[start]
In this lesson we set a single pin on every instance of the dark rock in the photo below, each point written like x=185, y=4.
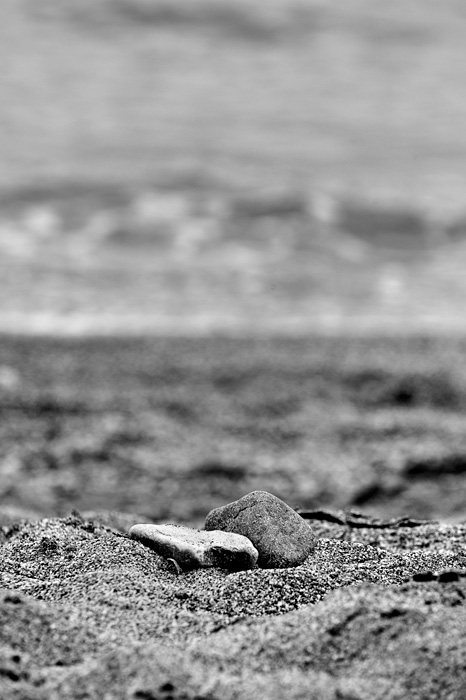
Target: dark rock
x=279, y=534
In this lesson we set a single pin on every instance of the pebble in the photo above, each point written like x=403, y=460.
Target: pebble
x=192, y=549
x=279, y=534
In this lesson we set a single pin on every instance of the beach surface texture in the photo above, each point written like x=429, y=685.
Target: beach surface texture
x=377, y=610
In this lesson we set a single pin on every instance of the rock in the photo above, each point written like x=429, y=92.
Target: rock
x=193, y=548
x=279, y=534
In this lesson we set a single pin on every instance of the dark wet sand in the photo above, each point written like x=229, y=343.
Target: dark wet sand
x=86, y=612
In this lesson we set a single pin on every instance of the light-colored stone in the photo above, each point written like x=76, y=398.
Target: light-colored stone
x=279, y=534
x=197, y=548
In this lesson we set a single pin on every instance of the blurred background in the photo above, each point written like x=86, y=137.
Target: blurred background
x=274, y=196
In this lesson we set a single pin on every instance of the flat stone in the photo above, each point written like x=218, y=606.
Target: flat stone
x=196, y=548
x=279, y=534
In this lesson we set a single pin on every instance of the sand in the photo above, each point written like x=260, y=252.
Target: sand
x=85, y=612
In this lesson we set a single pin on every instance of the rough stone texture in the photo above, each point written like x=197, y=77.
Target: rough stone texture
x=85, y=612
x=193, y=549
x=279, y=534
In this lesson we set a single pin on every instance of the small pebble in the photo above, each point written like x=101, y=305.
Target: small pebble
x=192, y=549
x=279, y=534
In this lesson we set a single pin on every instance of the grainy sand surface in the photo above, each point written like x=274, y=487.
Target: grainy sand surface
x=86, y=612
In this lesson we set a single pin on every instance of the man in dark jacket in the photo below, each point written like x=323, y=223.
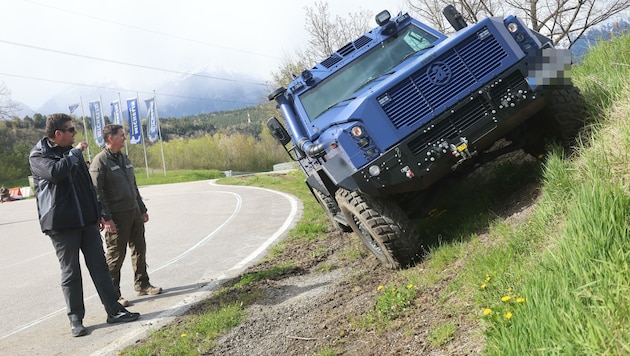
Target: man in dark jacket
x=123, y=211
x=69, y=214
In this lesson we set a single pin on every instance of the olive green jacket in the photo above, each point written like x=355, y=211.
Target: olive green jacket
x=115, y=183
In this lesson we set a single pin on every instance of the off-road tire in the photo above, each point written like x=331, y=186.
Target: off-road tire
x=331, y=209
x=383, y=227
x=566, y=111
x=560, y=121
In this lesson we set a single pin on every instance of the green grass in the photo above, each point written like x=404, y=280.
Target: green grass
x=554, y=283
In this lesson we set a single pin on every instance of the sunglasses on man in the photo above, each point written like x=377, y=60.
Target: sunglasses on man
x=71, y=129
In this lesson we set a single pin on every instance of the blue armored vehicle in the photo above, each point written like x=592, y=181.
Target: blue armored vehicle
x=395, y=111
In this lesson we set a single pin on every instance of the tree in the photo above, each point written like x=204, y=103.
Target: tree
x=7, y=106
x=326, y=36
x=564, y=21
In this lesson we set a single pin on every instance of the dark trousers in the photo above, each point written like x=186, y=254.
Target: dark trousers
x=67, y=244
x=130, y=231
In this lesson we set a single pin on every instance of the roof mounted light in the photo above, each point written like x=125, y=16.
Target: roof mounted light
x=383, y=17
x=512, y=27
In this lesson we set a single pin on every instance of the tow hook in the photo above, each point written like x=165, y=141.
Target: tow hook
x=407, y=171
[end]
- Requirement
Rewrite the lines above starting at the line containing "like x=229, y=343." and ending at the line containing "x=115, y=183", both included, with their requests and with every point coordinate in the answers multiplied by 0.7 and rounded to the nearest whole number, halves rounded up. Omit the picture markers.

- Written solution
In this lesson we set a single pin on every instance of the dark wet sand in the photo above, each point written like x=229, y=343.
Target: dark wet sand
x=60, y=428
In this lesson we set a single pin on every instance of the light-colored stone in the photo above, each point written like x=76, y=398.
Target: light-colored stone
x=195, y=374
x=138, y=384
In this lesson we set a single pin on every instance of the blurred background in the photo above, each point written like x=86, y=137.
Target: blurred background
x=192, y=137
In this lesson we set a single pin on every instance of the flat stone in the photo above, each point written like x=218, y=606.
Target: flat stone
x=137, y=384
x=195, y=374
In this lesson we set a single pin on every instance of the sand in the photo above, each point written like x=260, y=252.
Target: sand
x=60, y=428
In this lesson we set a single pin on every instance of the rough stone texture in the photo above, each point written like x=197, y=77.
Target: rough stone texture
x=60, y=428
x=135, y=384
x=195, y=374
In this lesson we set a single pin on every instance of the small pebble in the photo above, each point written like x=101, y=305.
Target: small pebble
x=134, y=384
x=195, y=374
In this lesson we set a single pin on every instance of the grainy sand surface in the photo above, each point written like x=274, y=487.
Target: grainy sand surface
x=60, y=428
In this lesson we set a single pin on every instance of the man in dark jacket in the photo below, each point written like x=323, y=223.
Target: man in dark jacket
x=86, y=148
x=48, y=150
In this lesson we set a single pin on every instance of the olive green jacket in the photo above, each point written like x=355, y=211.
Target: olive green jacket
x=81, y=128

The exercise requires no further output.